#### Given task
Please render each line of the records below as a JSON list of strings, one string per line, skipping blank lines. Leave the pictures out of the answer.

#### Rows
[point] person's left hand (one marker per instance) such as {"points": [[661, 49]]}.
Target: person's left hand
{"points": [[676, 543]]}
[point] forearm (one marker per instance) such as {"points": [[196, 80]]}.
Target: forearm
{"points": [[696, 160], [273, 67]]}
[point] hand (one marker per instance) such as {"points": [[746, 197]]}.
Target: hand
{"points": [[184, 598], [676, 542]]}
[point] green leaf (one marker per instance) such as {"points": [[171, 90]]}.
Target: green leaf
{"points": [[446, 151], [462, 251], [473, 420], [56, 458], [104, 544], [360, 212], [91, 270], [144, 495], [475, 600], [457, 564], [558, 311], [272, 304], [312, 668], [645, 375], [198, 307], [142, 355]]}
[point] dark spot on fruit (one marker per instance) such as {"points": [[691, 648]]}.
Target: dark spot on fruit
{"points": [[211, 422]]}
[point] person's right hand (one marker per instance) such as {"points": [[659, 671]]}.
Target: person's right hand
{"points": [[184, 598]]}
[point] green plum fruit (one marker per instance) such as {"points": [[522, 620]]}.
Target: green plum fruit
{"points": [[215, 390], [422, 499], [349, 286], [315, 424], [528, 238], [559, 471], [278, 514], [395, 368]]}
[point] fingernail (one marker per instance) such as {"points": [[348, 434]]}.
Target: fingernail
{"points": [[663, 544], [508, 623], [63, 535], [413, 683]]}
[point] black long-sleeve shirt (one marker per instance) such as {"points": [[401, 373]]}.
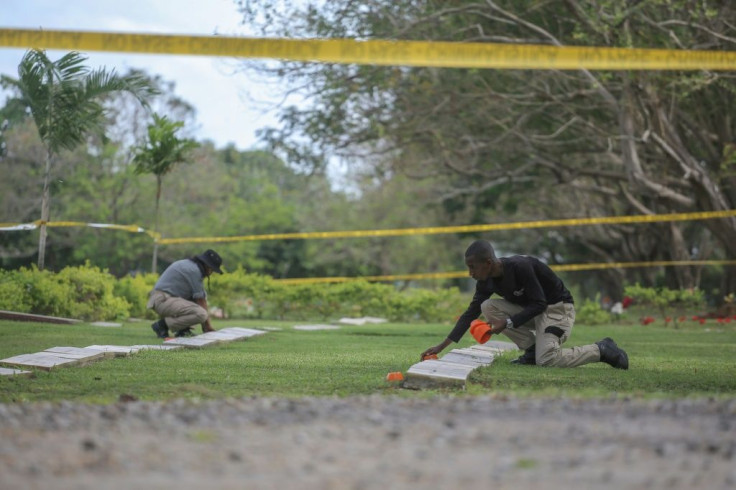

#### Solution to this exercise
[
  "[point] person's left hand (one marker per instance) such as {\"points\": [[661, 49]]}.",
  "Target: person's left hand",
  "{\"points\": [[676, 543]]}",
  "[point] forearm (one marker per instance) such as {\"points\": [[196, 80]]}.",
  "Target: forearm",
  "{\"points\": [[696, 160], [273, 67]]}",
  "[point] hand (one marker per instance) such as {\"points\": [[746, 197]]}.",
  "Target: hand",
  "{\"points\": [[184, 598], [676, 542]]}",
  "[point] green leaf (one marker per instance) such as {\"points\": [[171, 90]]}.",
  "Target: green leaf",
  "{\"points\": [[446, 151], [462, 251], [473, 420], [56, 458], [104, 544], [360, 212], [91, 270], [144, 495], [475, 600], [457, 564], [558, 311], [272, 304], [312, 668], [645, 375], [198, 307], [142, 355]]}",
  "[point] dark spot on fruit (one marker per instance) such as {\"points\": [[691, 648]]}.",
  "Target: dark spot on fruit",
  "{\"points\": [[211, 422]]}",
  "[point] person's right hand (one marker per instance) such as {\"points\": [[659, 671]]}.",
  "Target: person's right hand",
  "{\"points\": [[184, 598]]}",
  "[point] green plum fruit (one marker per instance) such as {\"points\": [[522, 620]]}.",
  "Target: green plum fruit",
  "{\"points\": [[215, 390], [422, 499], [349, 286], [315, 424], [528, 238], [559, 471], [278, 514], [395, 368]]}",
  "[point] fingernail (one marker per instance) such as {\"points\": [[348, 434]]}.",
  "Target: fingernail",
  "{\"points\": [[663, 544], [508, 623], [63, 535], [413, 683]]}",
  "[point] black long-sleeve shirt (one marker per instance) such as {\"points\": [[401, 373]]}."
]